▶ **WHAT IS BEING ASKED**
Copy the lines below word for word, starting with the line that contains "Of everything visible here, where would you say the fallen" and continuing through the final line.

[Stored lines from a collection]
■ ■ ■ ■ ■
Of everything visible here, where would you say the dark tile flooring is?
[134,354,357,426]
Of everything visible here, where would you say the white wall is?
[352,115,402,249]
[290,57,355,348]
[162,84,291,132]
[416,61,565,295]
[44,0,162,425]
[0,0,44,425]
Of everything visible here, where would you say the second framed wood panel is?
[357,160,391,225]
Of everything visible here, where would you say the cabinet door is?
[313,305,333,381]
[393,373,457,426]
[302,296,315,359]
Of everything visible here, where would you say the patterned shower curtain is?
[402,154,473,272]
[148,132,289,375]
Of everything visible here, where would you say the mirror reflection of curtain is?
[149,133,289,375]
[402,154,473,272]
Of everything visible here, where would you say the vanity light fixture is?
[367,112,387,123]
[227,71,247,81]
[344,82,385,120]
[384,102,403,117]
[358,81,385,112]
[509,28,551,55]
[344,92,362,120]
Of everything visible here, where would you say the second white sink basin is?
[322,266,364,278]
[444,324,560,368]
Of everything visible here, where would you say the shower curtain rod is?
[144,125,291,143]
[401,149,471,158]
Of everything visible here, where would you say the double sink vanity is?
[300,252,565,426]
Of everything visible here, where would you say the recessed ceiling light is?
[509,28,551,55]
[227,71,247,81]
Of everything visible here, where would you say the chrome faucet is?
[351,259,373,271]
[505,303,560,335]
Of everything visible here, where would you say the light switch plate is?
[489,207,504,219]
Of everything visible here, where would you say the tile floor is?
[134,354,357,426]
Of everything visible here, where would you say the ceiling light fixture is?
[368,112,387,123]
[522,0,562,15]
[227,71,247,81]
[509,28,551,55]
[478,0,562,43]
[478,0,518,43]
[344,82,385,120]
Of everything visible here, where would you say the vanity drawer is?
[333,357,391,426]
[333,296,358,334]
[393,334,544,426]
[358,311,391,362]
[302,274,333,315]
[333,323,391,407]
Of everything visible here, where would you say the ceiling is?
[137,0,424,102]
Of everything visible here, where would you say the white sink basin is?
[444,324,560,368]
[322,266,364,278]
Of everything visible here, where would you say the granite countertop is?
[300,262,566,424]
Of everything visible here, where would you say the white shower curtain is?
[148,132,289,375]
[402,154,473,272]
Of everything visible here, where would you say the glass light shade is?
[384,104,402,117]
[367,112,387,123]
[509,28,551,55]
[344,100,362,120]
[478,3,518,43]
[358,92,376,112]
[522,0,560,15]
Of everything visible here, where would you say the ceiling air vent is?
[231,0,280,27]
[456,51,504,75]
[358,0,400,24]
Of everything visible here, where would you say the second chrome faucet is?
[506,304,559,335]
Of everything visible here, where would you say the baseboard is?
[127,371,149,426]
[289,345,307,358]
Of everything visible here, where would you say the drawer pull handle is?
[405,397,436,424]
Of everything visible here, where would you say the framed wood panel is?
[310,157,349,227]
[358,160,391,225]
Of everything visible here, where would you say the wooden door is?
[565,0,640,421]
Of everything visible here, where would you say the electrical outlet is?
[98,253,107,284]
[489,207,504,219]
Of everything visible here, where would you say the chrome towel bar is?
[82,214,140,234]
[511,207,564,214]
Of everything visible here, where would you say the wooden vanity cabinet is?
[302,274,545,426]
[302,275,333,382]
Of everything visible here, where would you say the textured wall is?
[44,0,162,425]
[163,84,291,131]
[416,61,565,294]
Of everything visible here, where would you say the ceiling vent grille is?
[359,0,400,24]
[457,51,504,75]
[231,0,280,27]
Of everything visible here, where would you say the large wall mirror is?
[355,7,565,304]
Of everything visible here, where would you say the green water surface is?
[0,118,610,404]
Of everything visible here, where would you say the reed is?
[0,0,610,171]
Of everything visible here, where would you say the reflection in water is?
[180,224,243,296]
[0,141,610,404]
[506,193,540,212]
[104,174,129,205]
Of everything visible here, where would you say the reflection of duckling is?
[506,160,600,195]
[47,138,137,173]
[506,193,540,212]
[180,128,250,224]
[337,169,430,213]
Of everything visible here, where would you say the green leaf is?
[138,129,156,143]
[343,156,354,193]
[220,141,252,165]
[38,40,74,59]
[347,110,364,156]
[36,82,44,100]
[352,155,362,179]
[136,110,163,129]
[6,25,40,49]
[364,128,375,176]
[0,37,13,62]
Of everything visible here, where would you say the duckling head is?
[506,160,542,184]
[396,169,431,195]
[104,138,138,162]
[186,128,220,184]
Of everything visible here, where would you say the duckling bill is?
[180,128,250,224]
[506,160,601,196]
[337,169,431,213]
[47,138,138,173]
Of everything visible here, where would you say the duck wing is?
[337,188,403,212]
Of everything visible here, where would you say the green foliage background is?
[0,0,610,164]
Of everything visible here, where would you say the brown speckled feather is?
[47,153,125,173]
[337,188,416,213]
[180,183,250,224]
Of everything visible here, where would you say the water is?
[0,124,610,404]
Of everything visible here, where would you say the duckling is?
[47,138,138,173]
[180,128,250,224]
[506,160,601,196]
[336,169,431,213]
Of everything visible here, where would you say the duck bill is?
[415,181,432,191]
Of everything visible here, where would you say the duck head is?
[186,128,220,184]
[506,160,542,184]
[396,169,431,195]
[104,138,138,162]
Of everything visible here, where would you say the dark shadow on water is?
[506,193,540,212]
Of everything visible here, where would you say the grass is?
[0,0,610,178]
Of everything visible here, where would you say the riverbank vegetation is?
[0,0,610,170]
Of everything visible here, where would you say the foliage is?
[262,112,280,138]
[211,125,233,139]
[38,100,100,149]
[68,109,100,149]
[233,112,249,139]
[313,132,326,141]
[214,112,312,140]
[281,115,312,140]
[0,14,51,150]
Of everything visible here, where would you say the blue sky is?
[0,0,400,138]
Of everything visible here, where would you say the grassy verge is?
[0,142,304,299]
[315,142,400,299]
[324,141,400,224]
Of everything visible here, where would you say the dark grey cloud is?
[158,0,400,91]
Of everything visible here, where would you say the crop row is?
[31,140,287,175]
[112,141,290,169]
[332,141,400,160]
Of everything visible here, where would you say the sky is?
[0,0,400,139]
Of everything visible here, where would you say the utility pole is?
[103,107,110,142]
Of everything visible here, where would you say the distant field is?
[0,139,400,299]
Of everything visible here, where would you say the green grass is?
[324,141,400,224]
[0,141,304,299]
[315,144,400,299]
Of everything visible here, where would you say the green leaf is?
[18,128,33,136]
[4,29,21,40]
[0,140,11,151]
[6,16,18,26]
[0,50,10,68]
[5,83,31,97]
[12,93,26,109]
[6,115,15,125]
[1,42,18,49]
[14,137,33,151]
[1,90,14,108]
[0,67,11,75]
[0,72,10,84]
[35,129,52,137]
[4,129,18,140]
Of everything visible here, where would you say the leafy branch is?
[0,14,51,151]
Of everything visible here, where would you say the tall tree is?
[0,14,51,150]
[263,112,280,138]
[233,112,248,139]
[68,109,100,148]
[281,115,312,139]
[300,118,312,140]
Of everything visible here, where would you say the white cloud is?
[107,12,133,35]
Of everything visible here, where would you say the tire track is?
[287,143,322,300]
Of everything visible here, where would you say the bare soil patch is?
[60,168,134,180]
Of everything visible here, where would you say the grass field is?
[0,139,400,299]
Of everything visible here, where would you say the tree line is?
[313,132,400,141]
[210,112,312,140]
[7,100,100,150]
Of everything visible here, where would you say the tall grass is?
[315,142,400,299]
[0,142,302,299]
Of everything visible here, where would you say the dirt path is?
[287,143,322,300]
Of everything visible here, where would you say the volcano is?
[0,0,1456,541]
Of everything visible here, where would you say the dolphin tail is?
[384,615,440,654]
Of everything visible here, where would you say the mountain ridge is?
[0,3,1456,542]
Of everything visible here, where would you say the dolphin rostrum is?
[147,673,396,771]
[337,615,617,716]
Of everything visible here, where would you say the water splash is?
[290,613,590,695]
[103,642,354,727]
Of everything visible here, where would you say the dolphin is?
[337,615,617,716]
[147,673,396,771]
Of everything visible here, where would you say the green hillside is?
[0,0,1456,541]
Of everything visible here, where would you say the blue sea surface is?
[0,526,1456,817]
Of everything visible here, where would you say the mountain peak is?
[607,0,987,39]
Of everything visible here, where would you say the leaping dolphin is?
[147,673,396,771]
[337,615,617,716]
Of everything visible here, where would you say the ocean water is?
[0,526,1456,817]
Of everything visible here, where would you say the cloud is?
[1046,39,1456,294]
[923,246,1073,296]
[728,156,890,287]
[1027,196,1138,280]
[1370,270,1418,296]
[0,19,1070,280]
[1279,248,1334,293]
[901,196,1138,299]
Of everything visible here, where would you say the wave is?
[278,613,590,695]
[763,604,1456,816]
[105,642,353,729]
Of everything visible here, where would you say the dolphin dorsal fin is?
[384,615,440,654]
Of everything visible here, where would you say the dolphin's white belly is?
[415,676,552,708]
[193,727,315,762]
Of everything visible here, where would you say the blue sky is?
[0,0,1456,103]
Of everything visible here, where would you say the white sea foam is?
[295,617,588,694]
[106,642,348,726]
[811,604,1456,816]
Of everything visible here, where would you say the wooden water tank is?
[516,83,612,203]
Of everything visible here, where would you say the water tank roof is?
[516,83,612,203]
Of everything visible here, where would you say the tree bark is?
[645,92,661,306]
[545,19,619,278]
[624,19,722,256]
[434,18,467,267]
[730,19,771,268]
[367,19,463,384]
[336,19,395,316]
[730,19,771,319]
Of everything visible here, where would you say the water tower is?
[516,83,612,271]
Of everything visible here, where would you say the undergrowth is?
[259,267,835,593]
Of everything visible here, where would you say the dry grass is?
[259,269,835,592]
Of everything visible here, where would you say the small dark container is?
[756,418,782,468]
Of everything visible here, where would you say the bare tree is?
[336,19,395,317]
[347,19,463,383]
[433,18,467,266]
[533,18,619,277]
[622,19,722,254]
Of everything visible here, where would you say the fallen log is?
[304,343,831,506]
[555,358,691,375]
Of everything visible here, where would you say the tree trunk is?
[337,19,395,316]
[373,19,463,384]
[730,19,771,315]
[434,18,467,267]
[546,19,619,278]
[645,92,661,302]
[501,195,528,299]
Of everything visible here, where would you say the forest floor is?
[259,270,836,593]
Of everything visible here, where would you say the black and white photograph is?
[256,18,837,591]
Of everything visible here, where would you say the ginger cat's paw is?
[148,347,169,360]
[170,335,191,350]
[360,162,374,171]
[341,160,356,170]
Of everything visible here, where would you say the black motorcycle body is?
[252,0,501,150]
■ ■ ■ ■ ■
▶ **ANSWER TO THE TASK**
Of everything visible here, where would you say the fallen log is?
[304,343,831,506]
[555,358,691,375]
Of everything visible here, where would you say the tree trunk is?
[337,19,395,316]
[373,19,463,384]
[730,19,771,315]
[434,18,467,267]
[546,19,619,278]
[645,92,661,302]
[501,195,528,299]
Of everything visible here, where would you say the forest floor is?
[259,270,836,593]
Of everything visible here, where would you say the black and white photograph is?
[256,18,837,591]
Of everything visible here, where would you say the ginger cat's paw is?
[148,347,169,360]
[170,335,191,350]
[360,162,374,171]
[341,160,356,170]
Of everything visible here, where would you say the black motorcycle body is?
[252,0,501,150]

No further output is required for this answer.